### Record list
• • •

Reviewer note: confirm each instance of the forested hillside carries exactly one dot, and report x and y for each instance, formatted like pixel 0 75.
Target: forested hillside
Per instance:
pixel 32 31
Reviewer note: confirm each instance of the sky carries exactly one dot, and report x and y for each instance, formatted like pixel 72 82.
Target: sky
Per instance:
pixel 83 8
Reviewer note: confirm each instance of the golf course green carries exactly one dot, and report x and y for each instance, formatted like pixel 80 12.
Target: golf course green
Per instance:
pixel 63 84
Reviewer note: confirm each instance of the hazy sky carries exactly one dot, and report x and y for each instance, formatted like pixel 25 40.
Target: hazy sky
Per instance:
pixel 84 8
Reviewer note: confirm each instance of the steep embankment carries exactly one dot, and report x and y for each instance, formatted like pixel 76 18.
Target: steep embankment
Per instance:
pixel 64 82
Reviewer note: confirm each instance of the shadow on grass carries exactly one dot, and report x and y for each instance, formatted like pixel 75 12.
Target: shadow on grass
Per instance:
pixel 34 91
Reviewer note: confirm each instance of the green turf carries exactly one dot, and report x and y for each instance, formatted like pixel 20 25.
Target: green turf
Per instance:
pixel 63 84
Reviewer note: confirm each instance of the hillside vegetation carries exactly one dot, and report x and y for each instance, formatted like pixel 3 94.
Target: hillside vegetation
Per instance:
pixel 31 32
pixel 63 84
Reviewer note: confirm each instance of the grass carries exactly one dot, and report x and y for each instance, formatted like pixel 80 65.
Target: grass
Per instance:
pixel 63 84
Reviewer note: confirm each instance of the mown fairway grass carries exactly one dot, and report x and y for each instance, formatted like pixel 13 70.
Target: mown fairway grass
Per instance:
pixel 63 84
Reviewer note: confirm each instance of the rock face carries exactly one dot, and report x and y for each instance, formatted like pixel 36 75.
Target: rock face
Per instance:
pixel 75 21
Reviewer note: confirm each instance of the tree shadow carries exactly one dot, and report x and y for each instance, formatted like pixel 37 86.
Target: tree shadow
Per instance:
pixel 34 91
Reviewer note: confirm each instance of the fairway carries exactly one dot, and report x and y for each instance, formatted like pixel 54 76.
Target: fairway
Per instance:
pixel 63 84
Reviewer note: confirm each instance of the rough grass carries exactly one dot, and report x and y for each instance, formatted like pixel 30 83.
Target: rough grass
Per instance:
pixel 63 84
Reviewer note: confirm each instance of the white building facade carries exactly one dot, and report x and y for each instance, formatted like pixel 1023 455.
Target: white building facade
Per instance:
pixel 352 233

• • •

### Exercise prompt
Reproduce the entries above, replacing each "Target" with "Label" and leaving everything else as it is.

### Result
Reviewer note: confirm each instance of the forested hillside carries exactly one dot, and report x and y for each instance, formatted like pixel 0 75.
Label: forested hillside
Per instance:
pixel 32 31
Reviewer note: confirm each instance of the sky carries exactly one dot, and report x and y for each instance, formatted like pixel 72 82.
Label: sky
Per instance:
pixel 83 8
Reviewer note: confirm each instance of the golf course green carries exactly one dot, and report x and y for each instance, formatted like pixel 80 12.
Label: golf course green
Per instance:
pixel 63 84
Reviewer note: confirm each instance of the hazy sky carries exactly one dot, and report x and y for each instance, formatted like pixel 25 40.
Label: hazy sky
Per instance:
pixel 84 8
Reviewer note: confirm each instance of the steep embankment carries exactly one dot, and report x and y for each instance, formatted like pixel 76 18.
Label: steep embankment
Per instance:
pixel 64 82
Reviewer note: confirm each instance of the shadow on grass carries exactly one dot, and report x and y for each instance, formatted like pixel 75 12.
Label: shadow on grass
Per instance:
pixel 34 91
Reviewer note: confirm each instance of the green turf carries exactly one dot, and report x and y for each instance, formatted like pixel 20 25.
Label: green turf
Per instance:
pixel 63 84
Reviewer note: confirm each instance of the hillside vegetation carries exactly one dot, and report x and y for each instance, formatted like pixel 3 94.
Label: hillside vegetation
Per instance:
pixel 31 32
pixel 63 84
Reviewer note: confirm each instance of the grass carries exactly one dot, and report x and y for each instance, formatted like pixel 80 65.
Label: grass
Per instance:
pixel 63 84
Reviewer note: confirm each instance of the mown fairway grass carries exactly one dot, and report x and y for each instance, formatted like pixel 13 70.
Label: mown fairway grass
Per instance:
pixel 63 84
Reviewer note: confirm each instance of the rock face carries exactly one dot, and report x and y for each instance, formatted like pixel 36 75.
Label: rock face
Per instance:
pixel 75 21
Reviewer note: confirm each instance of the tree shadow carries exactly one dot, and report x and y for each instance, formatted like pixel 37 86.
Label: tree shadow
Per instance:
pixel 34 91
Reviewer note: confirm each instance of the fairway carries exactly one dot, and report x and y for each instance, formatted like pixel 54 76.
Label: fairway
Per instance:
pixel 63 84
Reviewer note: confirm each instance of the rough grass carries exactly one dot, and report x and y for each instance, formatted like pixel 30 83.
Label: rough grass
Per instance:
pixel 63 84
Reviewer note: confirm each instance of the white building facade carries exactly one dot, and report x and y for each instance, formatted like pixel 1023 455.
Label: white building facade
Per instance:
pixel 352 233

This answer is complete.